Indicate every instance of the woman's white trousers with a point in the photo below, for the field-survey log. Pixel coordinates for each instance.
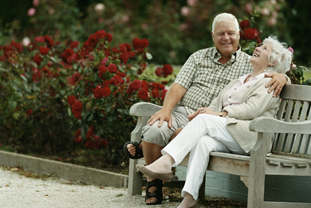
(204, 134)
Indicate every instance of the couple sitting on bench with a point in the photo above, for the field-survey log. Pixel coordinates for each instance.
(223, 126)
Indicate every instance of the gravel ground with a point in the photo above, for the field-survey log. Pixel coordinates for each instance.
(17, 189)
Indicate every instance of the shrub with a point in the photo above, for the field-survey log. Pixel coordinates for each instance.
(95, 83)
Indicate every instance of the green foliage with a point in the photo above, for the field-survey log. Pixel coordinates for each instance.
(32, 116)
(175, 29)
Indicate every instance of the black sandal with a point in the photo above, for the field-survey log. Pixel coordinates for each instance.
(138, 153)
(157, 194)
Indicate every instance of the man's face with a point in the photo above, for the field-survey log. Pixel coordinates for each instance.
(225, 37)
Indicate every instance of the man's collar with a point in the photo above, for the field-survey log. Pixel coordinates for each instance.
(215, 54)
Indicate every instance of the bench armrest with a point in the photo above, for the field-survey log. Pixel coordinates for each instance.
(277, 126)
(144, 109)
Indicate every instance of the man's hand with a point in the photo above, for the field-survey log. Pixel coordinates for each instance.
(276, 83)
(201, 111)
(162, 115)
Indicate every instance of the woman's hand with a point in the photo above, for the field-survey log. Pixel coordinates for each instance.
(276, 83)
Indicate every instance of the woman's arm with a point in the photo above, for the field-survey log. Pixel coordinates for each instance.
(255, 104)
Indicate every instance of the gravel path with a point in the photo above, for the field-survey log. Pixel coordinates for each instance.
(16, 190)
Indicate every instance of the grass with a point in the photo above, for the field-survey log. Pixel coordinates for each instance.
(307, 74)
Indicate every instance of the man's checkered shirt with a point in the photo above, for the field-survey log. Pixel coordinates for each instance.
(204, 77)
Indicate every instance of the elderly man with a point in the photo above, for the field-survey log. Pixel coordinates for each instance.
(199, 81)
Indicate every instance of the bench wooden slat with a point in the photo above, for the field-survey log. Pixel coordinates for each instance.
(296, 92)
(282, 137)
(291, 138)
(291, 152)
(299, 145)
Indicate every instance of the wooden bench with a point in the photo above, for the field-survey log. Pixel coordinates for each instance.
(291, 152)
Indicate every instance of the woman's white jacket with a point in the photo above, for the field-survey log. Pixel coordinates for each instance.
(256, 102)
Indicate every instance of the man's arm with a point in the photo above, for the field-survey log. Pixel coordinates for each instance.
(276, 83)
(173, 96)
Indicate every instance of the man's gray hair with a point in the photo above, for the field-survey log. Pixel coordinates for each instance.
(281, 58)
(225, 17)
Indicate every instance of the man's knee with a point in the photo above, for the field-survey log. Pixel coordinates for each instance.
(155, 134)
(175, 133)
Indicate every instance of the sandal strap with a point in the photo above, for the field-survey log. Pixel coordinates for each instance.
(158, 192)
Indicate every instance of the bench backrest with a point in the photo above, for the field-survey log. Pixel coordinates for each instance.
(295, 107)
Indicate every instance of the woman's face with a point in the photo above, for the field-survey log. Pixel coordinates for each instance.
(260, 56)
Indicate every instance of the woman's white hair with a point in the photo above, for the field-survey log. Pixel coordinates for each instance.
(225, 17)
(280, 58)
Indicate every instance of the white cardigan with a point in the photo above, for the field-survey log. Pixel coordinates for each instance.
(256, 102)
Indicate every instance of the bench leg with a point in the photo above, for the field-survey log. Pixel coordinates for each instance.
(256, 184)
(135, 179)
(202, 189)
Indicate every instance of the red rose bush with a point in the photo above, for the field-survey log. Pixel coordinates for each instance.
(92, 82)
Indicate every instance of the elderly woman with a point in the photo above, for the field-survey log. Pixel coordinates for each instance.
(223, 126)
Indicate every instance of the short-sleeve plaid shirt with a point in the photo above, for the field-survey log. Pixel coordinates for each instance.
(204, 77)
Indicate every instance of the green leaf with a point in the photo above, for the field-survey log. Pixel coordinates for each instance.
(69, 111)
(12, 104)
(16, 115)
(90, 117)
(120, 68)
(149, 56)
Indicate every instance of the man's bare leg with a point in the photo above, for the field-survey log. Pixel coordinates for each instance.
(152, 152)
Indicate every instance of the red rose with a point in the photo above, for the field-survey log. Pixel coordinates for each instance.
(167, 70)
(74, 44)
(102, 70)
(95, 137)
(124, 57)
(121, 74)
(112, 68)
(105, 91)
(39, 39)
(116, 80)
(109, 37)
(71, 99)
(103, 143)
(78, 132)
(66, 54)
(155, 93)
(144, 43)
(77, 109)
(134, 86)
(159, 72)
(78, 140)
(44, 50)
(90, 132)
(144, 85)
(128, 46)
(245, 23)
(143, 94)
(97, 92)
(90, 144)
(163, 93)
(136, 43)
(31, 46)
(36, 77)
(37, 59)
(49, 41)
(76, 77)
(29, 112)
(249, 33)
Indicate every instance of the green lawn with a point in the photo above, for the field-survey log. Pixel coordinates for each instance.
(307, 74)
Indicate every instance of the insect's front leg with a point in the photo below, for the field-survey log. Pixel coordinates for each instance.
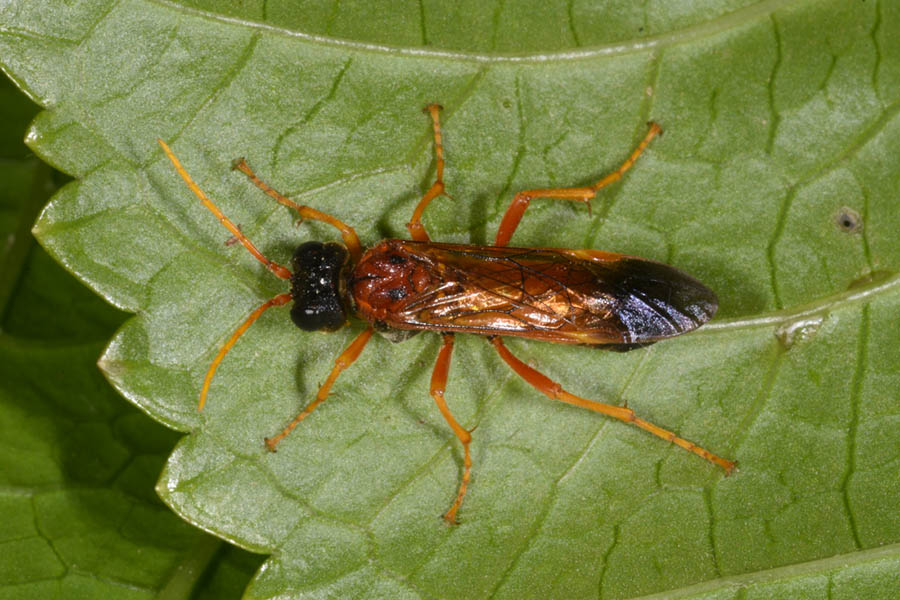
(348, 234)
(415, 227)
(347, 358)
(577, 194)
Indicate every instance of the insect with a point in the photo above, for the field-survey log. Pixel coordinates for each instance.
(401, 287)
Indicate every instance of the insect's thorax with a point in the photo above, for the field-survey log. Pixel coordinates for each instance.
(385, 276)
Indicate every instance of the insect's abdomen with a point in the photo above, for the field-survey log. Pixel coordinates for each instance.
(565, 296)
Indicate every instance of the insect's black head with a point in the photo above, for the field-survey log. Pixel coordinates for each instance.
(319, 286)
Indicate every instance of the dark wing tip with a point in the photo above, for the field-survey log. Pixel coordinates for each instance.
(656, 301)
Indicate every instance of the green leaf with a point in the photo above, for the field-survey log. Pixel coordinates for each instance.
(775, 184)
(78, 465)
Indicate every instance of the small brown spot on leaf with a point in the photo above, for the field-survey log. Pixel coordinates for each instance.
(848, 220)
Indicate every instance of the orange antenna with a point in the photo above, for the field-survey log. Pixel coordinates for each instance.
(279, 271)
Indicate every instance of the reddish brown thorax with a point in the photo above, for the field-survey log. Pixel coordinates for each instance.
(384, 276)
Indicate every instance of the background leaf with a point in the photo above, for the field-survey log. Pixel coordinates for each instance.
(775, 184)
(80, 519)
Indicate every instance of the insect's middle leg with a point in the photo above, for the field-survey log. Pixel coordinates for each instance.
(577, 194)
(347, 358)
(438, 385)
(415, 227)
(555, 392)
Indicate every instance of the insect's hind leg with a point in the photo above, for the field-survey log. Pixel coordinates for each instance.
(555, 392)
(577, 194)
(348, 234)
(438, 385)
(415, 227)
(346, 358)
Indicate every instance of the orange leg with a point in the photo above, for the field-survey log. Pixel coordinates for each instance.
(351, 240)
(347, 358)
(577, 194)
(279, 270)
(415, 227)
(278, 300)
(438, 384)
(555, 391)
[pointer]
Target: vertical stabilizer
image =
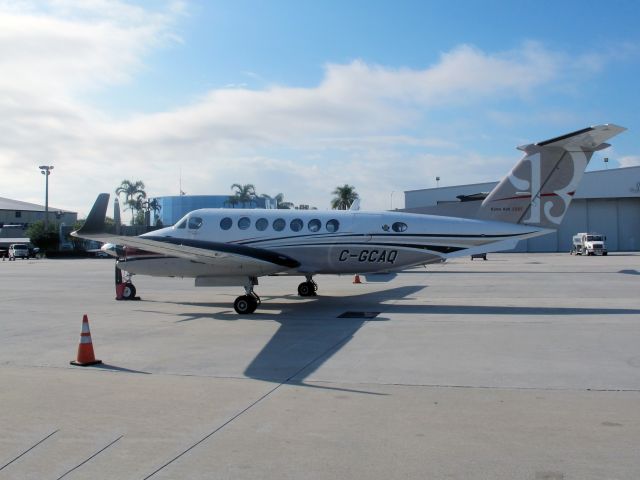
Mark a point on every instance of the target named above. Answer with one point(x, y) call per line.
point(539, 189)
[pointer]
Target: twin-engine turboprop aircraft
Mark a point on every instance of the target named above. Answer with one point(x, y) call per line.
point(228, 247)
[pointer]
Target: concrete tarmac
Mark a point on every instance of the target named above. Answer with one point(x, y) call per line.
point(522, 366)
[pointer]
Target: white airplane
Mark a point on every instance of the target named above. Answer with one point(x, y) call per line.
point(233, 247)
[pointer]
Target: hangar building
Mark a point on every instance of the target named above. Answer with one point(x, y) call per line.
point(606, 202)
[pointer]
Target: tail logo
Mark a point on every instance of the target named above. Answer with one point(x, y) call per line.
point(561, 182)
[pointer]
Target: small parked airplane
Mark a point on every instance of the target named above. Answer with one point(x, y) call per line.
point(233, 247)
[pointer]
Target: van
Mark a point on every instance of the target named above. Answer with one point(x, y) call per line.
point(18, 250)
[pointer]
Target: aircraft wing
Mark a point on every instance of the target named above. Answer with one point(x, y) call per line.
point(197, 250)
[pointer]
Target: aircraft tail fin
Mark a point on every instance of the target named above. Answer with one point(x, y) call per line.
point(539, 188)
point(94, 224)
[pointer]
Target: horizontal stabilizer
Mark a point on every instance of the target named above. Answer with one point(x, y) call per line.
point(540, 187)
point(590, 139)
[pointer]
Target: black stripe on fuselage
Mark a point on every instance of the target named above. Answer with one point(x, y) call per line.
point(373, 235)
point(252, 252)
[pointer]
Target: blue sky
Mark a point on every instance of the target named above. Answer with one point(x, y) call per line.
point(298, 97)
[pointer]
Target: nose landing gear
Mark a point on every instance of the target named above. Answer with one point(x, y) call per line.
point(247, 303)
point(308, 288)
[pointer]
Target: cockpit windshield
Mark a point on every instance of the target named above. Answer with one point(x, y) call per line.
point(182, 223)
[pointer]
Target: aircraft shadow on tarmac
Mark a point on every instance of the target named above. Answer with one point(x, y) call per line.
point(309, 333)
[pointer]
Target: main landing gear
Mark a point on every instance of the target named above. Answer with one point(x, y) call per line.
point(125, 290)
point(249, 302)
point(308, 288)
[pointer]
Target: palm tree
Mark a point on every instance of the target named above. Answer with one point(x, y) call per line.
point(279, 198)
point(133, 194)
point(151, 205)
point(244, 193)
point(344, 197)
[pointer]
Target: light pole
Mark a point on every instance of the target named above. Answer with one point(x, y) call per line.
point(46, 171)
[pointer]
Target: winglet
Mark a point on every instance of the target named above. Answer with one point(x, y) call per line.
point(95, 221)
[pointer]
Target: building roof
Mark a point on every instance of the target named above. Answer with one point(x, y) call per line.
point(612, 183)
point(10, 204)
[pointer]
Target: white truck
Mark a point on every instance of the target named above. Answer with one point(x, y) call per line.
point(589, 244)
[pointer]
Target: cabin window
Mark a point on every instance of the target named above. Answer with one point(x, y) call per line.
point(226, 223)
point(262, 224)
point(314, 225)
point(244, 223)
point(296, 224)
point(195, 223)
point(399, 227)
point(333, 225)
point(279, 224)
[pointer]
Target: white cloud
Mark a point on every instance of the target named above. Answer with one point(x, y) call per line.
point(358, 125)
point(629, 161)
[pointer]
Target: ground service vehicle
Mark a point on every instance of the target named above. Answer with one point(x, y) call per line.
point(18, 250)
point(589, 244)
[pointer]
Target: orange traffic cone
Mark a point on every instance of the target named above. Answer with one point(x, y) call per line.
point(85, 348)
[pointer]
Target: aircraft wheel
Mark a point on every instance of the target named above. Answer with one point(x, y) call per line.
point(305, 289)
point(245, 304)
point(129, 291)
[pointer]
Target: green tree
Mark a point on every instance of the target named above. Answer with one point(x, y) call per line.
point(152, 205)
point(44, 239)
point(279, 198)
point(134, 194)
point(244, 193)
point(344, 197)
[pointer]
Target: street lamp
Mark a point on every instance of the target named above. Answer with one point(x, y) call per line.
point(46, 171)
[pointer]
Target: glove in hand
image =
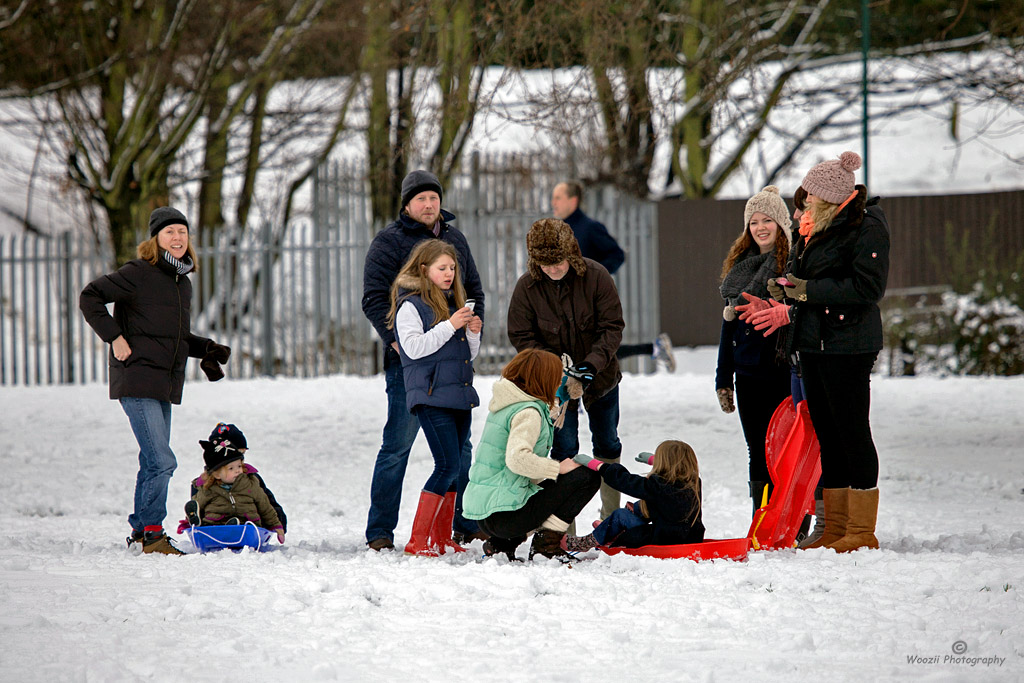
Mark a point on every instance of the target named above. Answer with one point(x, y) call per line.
point(772, 318)
point(725, 399)
point(755, 304)
point(799, 289)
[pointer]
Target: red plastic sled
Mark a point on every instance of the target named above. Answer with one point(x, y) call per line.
point(792, 452)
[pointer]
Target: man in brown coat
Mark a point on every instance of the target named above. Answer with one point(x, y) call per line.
point(568, 304)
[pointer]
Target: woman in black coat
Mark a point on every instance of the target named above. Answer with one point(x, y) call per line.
point(151, 341)
point(840, 266)
point(762, 377)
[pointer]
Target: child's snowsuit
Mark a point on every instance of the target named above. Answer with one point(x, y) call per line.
point(245, 500)
point(673, 512)
point(252, 471)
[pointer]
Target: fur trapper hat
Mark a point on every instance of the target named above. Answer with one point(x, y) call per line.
point(551, 241)
point(833, 180)
point(770, 204)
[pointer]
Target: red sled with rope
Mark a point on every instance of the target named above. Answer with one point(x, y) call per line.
point(793, 454)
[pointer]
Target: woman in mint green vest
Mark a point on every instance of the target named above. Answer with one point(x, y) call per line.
point(514, 487)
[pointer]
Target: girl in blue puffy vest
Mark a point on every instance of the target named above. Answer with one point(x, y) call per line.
point(438, 337)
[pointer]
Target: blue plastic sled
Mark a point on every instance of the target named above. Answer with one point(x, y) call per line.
point(233, 537)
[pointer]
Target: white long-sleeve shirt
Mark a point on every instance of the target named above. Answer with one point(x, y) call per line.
point(417, 343)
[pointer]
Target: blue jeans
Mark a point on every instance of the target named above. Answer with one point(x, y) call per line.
point(151, 422)
point(446, 430)
point(619, 521)
point(603, 415)
point(392, 459)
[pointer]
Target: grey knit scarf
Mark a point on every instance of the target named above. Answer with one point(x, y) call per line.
point(750, 273)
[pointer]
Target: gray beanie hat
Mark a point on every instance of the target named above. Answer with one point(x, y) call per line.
point(419, 181)
point(833, 180)
point(164, 216)
point(770, 204)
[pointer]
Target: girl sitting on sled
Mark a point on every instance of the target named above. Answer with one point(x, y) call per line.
point(669, 509)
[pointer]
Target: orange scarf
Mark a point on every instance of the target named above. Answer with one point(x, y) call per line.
point(807, 223)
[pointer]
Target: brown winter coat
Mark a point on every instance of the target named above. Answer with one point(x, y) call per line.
point(580, 314)
point(245, 500)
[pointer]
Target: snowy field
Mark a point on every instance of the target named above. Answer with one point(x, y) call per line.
point(78, 606)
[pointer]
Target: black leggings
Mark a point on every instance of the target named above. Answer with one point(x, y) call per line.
point(757, 398)
point(839, 399)
point(563, 498)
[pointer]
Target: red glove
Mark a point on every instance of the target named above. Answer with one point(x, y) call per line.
point(777, 315)
point(756, 304)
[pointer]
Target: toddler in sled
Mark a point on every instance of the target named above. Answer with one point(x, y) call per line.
point(668, 511)
point(229, 491)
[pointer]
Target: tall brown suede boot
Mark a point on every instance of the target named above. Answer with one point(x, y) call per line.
point(440, 531)
point(860, 527)
point(837, 511)
point(419, 543)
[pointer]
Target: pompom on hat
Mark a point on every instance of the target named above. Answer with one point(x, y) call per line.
point(770, 204)
point(833, 180)
point(164, 216)
point(551, 241)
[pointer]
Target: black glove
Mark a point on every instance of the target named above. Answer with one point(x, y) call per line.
point(211, 368)
point(218, 352)
point(583, 372)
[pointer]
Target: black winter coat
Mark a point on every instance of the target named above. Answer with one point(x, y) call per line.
point(847, 267)
point(674, 512)
point(152, 308)
point(595, 241)
point(389, 251)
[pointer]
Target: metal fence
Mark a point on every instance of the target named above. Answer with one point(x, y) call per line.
point(292, 306)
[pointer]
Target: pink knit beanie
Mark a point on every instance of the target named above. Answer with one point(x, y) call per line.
point(833, 180)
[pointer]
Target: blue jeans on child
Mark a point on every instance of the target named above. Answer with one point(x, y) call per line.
point(619, 521)
point(446, 430)
point(392, 459)
point(151, 422)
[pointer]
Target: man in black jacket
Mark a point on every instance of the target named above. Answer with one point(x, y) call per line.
point(421, 218)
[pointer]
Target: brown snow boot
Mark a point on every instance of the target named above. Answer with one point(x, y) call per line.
point(837, 503)
point(860, 527)
point(549, 544)
point(420, 544)
point(158, 542)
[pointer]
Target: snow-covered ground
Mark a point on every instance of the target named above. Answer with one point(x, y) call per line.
point(78, 606)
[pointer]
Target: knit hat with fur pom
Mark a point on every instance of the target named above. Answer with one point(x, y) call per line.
point(833, 180)
point(770, 204)
point(549, 242)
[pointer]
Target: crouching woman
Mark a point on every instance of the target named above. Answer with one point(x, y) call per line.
point(515, 488)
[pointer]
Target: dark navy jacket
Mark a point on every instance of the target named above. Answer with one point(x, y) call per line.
point(674, 512)
point(389, 251)
point(444, 378)
point(595, 241)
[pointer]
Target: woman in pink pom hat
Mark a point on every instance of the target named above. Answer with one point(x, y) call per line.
point(828, 305)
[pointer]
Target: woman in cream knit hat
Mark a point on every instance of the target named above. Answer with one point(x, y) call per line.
point(762, 380)
point(838, 273)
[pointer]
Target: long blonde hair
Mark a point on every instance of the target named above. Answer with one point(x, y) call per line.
point(677, 464)
point(415, 278)
point(150, 251)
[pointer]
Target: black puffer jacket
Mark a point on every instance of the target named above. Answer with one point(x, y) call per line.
point(389, 251)
point(152, 307)
point(847, 267)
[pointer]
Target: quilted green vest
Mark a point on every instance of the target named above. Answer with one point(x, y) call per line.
point(493, 486)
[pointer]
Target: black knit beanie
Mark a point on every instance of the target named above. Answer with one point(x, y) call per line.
point(164, 216)
point(419, 181)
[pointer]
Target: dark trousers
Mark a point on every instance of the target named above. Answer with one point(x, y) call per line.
point(757, 398)
point(563, 498)
point(838, 390)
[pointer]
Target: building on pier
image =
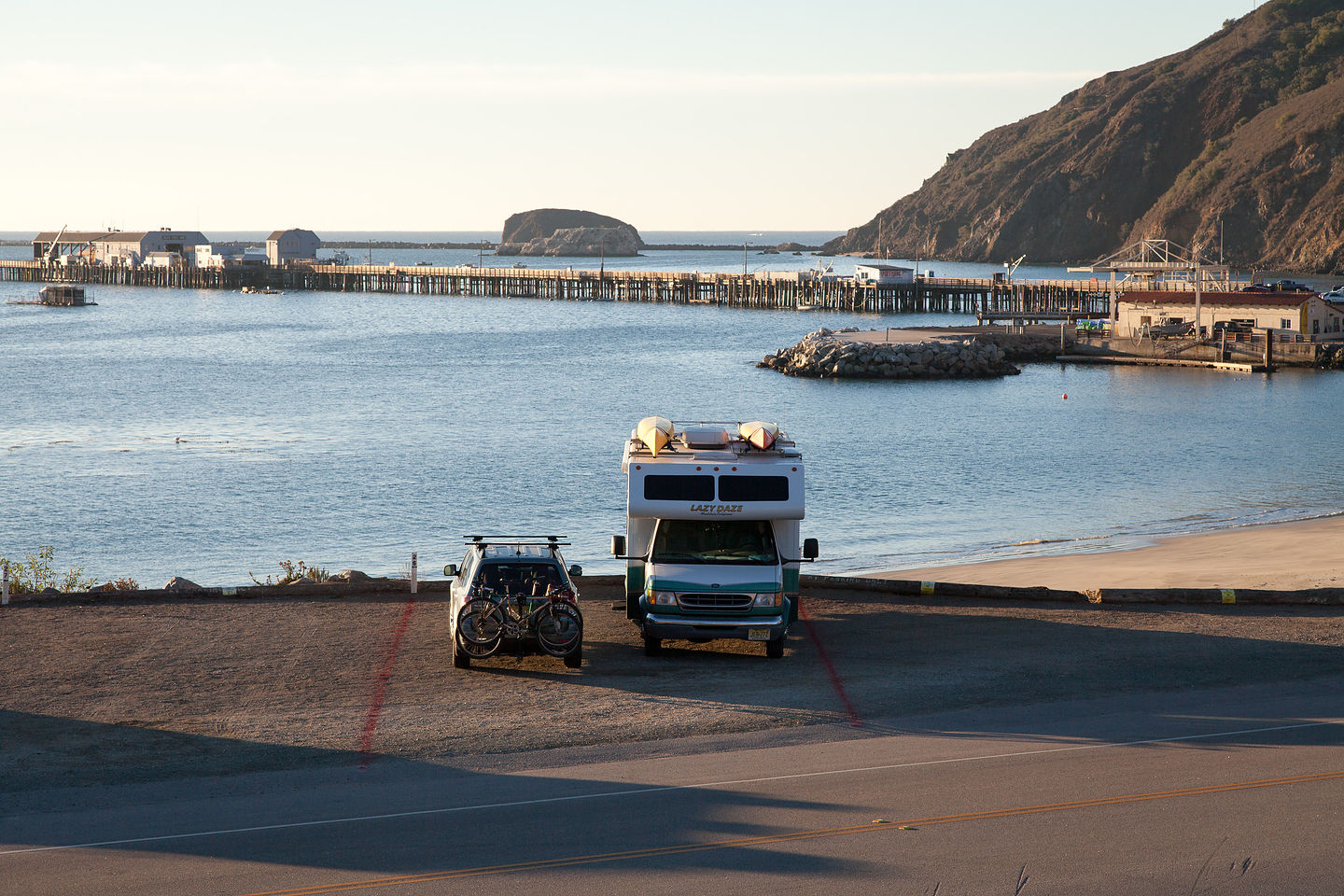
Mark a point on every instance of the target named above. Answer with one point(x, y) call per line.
══════
◆ Direction
Reproduce verbatim the records between the line containing "Indicate every instance of the insect's hind" and the line containing "point(197, 250)", both lines included, leaving out the pictures.

◆ The response
Indicate every instance of the insect's hind leg with a point in the photo above, for the field-survey log. Pixel coordinates for each instance.
(555, 392)
(577, 194)
(348, 234)
(438, 385)
(415, 227)
(346, 358)
Indicate every instance of the orange leg with a point in the photo above, for the field-survey log. Pixel coordinates for each instance.
(351, 240)
(347, 358)
(577, 194)
(279, 270)
(415, 227)
(278, 300)
(438, 384)
(555, 391)
[pointer]
Target: vertical stabilizer
image =
Mark a point on every instance of the target named above. Answer with one point(x, y) call per line.
point(539, 189)
[pointer]
Target: twin-engine turboprop aircraft
Mark a point on every instance of the target named above. Answer with one point(x, y) call per line.
point(228, 247)
[pointer]
Target: concrete tarmac
Mark a point on every instance of the target named above. Answer with one point(x, y) call per line.
point(522, 366)
[pointer]
Target: white airplane
Mark a point on every instance of the target named above. Answer with one point(x, y) call per line.
point(233, 247)
[pointer]
Target: hangar building
Mark a point on every instance of the target named above. Answer with one point(x, y) call per line.
point(606, 202)
[pointer]
Target: tail logo
Mark a point on every instance of the target named above. Answer with one point(x, y) call per line.
point(561, 182)
[pointer]
Target: small parked airplane
Mark a point on every instance of the target named above. Answer with one point(x, y) call per line.
point(233, 247)
[pointer]
Target: van
Mark a point on every instance of the target named above. Answer with one point(x, y) call per line.
point(18, 250)
[pointer]
Target: aircraft wing
Mark a point on every instance of the target named above. Answer with one point(x, y) call per line.
point(197, 250)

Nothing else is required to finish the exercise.